## start Record excerpts
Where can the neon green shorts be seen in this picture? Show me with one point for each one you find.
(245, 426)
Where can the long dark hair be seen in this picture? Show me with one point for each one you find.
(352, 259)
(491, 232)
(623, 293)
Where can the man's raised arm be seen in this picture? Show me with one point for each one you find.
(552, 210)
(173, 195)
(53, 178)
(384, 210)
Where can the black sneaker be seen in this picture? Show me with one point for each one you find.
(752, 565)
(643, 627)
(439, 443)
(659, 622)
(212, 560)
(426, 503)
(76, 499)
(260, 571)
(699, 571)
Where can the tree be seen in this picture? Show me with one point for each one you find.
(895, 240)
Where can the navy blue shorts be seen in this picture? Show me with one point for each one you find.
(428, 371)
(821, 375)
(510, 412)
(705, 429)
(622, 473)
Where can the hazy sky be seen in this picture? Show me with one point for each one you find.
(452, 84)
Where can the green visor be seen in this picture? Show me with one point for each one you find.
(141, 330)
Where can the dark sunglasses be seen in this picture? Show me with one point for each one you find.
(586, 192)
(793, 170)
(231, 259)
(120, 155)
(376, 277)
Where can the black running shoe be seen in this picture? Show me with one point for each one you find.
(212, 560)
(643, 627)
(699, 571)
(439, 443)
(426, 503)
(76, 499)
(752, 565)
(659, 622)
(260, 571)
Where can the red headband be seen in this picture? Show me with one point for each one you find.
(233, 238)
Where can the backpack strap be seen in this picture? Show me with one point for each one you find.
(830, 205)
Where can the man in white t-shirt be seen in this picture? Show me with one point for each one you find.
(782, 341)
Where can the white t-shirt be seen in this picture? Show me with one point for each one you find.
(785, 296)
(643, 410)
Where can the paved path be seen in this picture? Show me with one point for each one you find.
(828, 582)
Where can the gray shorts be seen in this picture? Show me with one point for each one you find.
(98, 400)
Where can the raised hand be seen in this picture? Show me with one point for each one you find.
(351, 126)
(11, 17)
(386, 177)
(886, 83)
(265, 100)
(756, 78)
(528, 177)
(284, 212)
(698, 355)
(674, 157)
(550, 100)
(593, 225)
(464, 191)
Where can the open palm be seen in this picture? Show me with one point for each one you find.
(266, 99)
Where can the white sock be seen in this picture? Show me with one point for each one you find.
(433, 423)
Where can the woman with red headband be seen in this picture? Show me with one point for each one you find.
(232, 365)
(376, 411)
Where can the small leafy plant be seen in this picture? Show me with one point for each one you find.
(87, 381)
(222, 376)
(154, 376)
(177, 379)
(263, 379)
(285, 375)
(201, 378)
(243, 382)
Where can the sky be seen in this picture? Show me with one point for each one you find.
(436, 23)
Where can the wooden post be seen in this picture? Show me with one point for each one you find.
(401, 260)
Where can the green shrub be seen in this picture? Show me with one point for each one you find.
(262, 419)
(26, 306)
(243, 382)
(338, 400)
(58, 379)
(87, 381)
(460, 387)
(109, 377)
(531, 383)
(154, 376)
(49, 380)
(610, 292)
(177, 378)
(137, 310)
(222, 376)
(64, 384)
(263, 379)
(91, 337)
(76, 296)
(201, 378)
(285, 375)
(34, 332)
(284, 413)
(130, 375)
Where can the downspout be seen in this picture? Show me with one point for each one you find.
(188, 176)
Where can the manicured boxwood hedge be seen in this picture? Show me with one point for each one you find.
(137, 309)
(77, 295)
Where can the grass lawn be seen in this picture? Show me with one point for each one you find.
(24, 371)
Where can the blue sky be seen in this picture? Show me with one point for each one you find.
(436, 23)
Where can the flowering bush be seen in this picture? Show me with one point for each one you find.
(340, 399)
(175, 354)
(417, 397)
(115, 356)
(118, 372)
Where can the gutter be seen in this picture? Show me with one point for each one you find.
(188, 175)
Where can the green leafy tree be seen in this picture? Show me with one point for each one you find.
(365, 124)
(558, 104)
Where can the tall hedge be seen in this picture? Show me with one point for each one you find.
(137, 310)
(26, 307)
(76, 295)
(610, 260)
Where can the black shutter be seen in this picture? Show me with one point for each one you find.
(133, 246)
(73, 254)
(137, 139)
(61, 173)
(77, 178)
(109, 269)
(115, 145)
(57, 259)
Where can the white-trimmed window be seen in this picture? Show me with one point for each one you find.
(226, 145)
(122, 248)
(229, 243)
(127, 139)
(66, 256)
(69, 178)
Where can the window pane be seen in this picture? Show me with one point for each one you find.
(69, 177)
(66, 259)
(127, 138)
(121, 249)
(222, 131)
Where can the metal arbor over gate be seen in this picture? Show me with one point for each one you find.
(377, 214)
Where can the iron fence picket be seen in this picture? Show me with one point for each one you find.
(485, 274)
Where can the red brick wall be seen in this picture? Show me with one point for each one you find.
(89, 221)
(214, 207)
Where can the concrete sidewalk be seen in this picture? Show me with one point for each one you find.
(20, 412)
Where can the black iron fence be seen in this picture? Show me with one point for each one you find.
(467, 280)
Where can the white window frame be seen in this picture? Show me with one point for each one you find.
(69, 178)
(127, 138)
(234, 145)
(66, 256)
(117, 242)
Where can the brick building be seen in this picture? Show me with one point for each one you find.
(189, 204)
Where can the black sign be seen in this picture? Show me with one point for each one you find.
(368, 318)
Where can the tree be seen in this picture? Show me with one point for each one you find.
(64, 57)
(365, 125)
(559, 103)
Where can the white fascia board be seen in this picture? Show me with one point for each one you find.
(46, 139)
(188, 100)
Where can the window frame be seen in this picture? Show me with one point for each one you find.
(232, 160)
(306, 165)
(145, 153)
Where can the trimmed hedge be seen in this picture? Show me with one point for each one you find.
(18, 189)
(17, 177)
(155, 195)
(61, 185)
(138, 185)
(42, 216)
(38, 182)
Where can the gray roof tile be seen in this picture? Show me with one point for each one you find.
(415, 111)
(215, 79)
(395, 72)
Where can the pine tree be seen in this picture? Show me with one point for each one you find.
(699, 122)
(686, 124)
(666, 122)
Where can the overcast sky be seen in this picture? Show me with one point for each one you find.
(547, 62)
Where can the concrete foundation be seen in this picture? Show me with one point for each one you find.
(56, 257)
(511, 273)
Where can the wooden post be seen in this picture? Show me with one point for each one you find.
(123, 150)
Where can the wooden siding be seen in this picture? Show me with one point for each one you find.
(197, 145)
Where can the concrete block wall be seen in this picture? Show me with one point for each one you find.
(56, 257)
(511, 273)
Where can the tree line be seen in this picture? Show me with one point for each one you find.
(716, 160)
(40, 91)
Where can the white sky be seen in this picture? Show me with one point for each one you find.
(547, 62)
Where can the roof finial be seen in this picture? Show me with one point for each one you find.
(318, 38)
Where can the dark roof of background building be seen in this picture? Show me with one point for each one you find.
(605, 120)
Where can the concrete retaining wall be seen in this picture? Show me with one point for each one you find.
## end Record excerpts
Given exercise: Can you copy every one of the lines above word for word, changing nothing?

Solution:
Where can the neon green shorts be seen in this picture? Show me with one point for each one you find.
(245, 426)
Where can the long dark hair be seen in this picture? Show me with one point for each one you find.
(352, 259)
(491, 232)
(623, 293)
Where can the man's raised arm be seen in this picture? Show me with one point for each one you find.
(552, 210)
(173, 195)
(53, 178)
(384, 210)
Where can the black sneaker be seen in this picture? Show me with one point for each one you find.
(752, 565)
(643, 627)
(439, 443)
(659, 622)
(212, 560)
(426, 503)
(76, 499)
(260, 571)
(699, 571)
Where can the tree be seen in this picture? Show me with one point for each one you find.
(895, 240)
Where can the navy blue shorts be seen in this picture? Show me with one point for each one you find.
(428, 371)
(821, 375)
(510, 412)
(705, 429)
(622, 473)
Where can the hazy sky be seen in this picture? Show me with one point for each one you find.
(452, 84)
Where can the green visor be seen in this picture? Show me with one point for each one you find.
(141, 330)
Where can the dark sunglasses be seen in this picture? Show me with one point for each one you find.
(586, 192)
(793, 170)
(231, 259)
(120, 155)
(376, 277)
Where can the black running shoe be seen in this picture? Show me with one point for each one you find.
(212, 560)
(643, 627)
(699, 571)
(439, 443)
(426, 503)
(76, 499)
(752, 565)
(659, 622)
(260, 571)
Where can the red headband be seen in this picture? Show me with one point for each one you find.
(233, 238)
Where can the backpack strap be seen in this picture? Show me with one point for each one you find.
(830, 205)
Where can the man in white t-shirt be seen in this picture? Show me with one point for each one you find.
(782, 341)
Where can the white t-shirt be seen in this picture? Show me with one point for each one you find.
(785, 296)
(643, 410)
Where can the paved path be seen in this picture? Show me with one point for each one you find.
(828, 582)
Where can the gray shorts be seen in this picture? Show me with one point for each one you find.
(98, 400)
Where can the raised hand be seen in this picture? Show me with one point for each one you find.
(351, 126)
(11, 17)
(386, 177)
(886, 83)
(265, 100)
(756, 78)
(528, 177)
(284, 212)
(698, 355)
(674, 157)
(550, 100)
(593, 225)
(464, 191)
Where can the open palm be seen in this picture? Show me with one point for each one you find.
(266, 99)
Where can the white sock be seen in this picture? Show me with one point for each one you find.
(433, 423)
Where can the woman with red headband be seen in this picture? Show me with one point for each one you find.
(232, 365)
(376, 411)
Where can the small leafy plant be seen in this picture? Show me with one point for each one you find.
(87, 381)
(222, 376)
(154, 376)
(177, 379)
(263, 379)
(285, 375)
(201, 378)
(243, 382)
Where can the sky be seen in this picture? Show me with one point for each one you find.
(436, 23)
Where can the wooden post be seen in this picture? Show me with one point for each one you find.
(401, 260)
Where can the green shrub be seen in this picture? Show me with one point for each one you find.
(262, 419)
(26, 306)
(243, 382)
(338, 400)
(58, 379)
(87, 381)
(460, 387)
(109, 377)
(531, 383)
(154, 376)
(49, 380)
(610, 292)
(177, 378)
(137, 310)
(222, 376)
(64, 384)
(263, 379)
(91, 337)
(76, 296)
(201, 378)
(285, 375)
(34, 332)
(284, 413)
(130, 375)
Where can the downspout be seen in this picture? Show me with one point for each one you find.
(188, 176)
Where can the manicured boxwood hedge be seen in this picture? Show me with one point for each one you find.
(137, 309)
(77, 295)
Where can the grass lawn be seen in this picture? Show me with one point for each one you find.
(24, 371)
Where can the blue sky be seen in this picture? Show me with one point for each one you find.
(436, 23)
Where can the flowering bush be seen in this picture? Show me with one point for each one you find.
(340, 399)
(175, 354)
(417, 397)
(115, 356)
(118, 372)
Where can the gutter be seen in this picture? Show me with one point for each one you find.
(188, 175)
Where can the green leafy tree be seen in this picture? Show me with one point for each one you find.
(365, 124)
(558, 104)
Where can the tall hedge be seen in this picture? Show me with one point for each one you find.
(137, 310)
(26, 307)
(76, 295)
(610, 260)
Where can the black shutter be seen in this picture? Show me with one point for each one you find.
(133, 246)
(73, 254)
(137, 139)
(61, 173)
(77, 178)
(109, 269)
(115, 145)
(57, 259)
Where can the white-trimmed window be seen in this picture? Show me with one point for each one you find.
(226, 145)
(122, 248)
(229, 243)
(127, 139)
(66, 256)
(69, 178)
Where can the window pane be seen in this picture? Show me with one point for each one you find.
(69, 177)
(66, 259)
(127, 138)
(121, 249)
(222, 131)
Where can the metal arbor over gate be seen in this picture? Show me with one point for each one you find.
(377, 214)
Where can the iron fence picket be seen in this picture? Show me with one point for each one you find.
(485, 274)
Where can the red brick wall be seen in this picture? Show me with one point for each one you find.
(89, 221)
(214, 207)
Where can the concrete sidewalk be seen in this picture? Show me with one point for each one you find.
(20, 412)
Where can the black iron fence be seen in this picture? Show me with one point for each one you find.
(467, 280)
Where can the white window frame be seen in this picture? Show me with one point for each one you find.
(69, 178)
(127, 138)
(234, 145)
(66, 256)
(117, 242)
Where can the brick building be seen in this picture? Show me with one point for each one you find.
(189, 204)
Where can the black sign be seen in this picture? Show me with one point for each one you find.
(368, 318)
Where can the tree be seen in this picture? Show me with one point for each one you find.
(64, 57)
(365, 125)
(559, 103)
Where can the white fascia board be seen in this picture? Show me with one point for each one you find.
(46, 139)
(188, 100)
Where can the window frame be seen in this picture? Show me with one point for each one you find.
(232, 160)
(306, 165)
(145, 153)
Where can the trimmed hedge be seen in this picture? Show me with one point for each one you find.
(18, 189)
(17, 177)
(155, 195)
(61, 185)
(138, 185)
(42, 216)
(38, 182)
Where can the gray roof tile be seen in this picture? Show me with one point for each one you find.
(415, 111)
(215, 79)
(395, 72)
Where can the pine tree be seen in this picture? Show me with one point for each one you find.
(699, 122)
(686, 124)
(666, 122)
Where can the overcast sky be seen in this picture? Show me with one point for each one you find.
(547, 62)
Where can the concrete foundation be seen in this picture? Show me with one point for each one you find.
(56, 257)
(511, 273)
Where can the wooden post be seen in this picture? Show me with one point for each one you find.
(123, 150)
Where can the wooden siding be seen in this picture? Show me with one point for each one you find.
(197, 145)
Where can the concrete block wall be seen in this picture? Show me with one point for each one you find.
(56, 257)
(511, 273)
Where can the tree line be seen in this picture? Show me with one point for each one you find.
(716, 160)
(40, 91)
Where can the white sky be seen in this picture? Show me with one point for each one you find.
(547, 62)
Where can the roof finial be seen in this picture? Show me with one point for each one you find.
(318, 38)
Where can the dark roof of background building be seen in this picture? Show me with one point for each one you find.
(605, 120)
Where can the concrete retaining wall be seen in this picture? Show me with one point for each one you find.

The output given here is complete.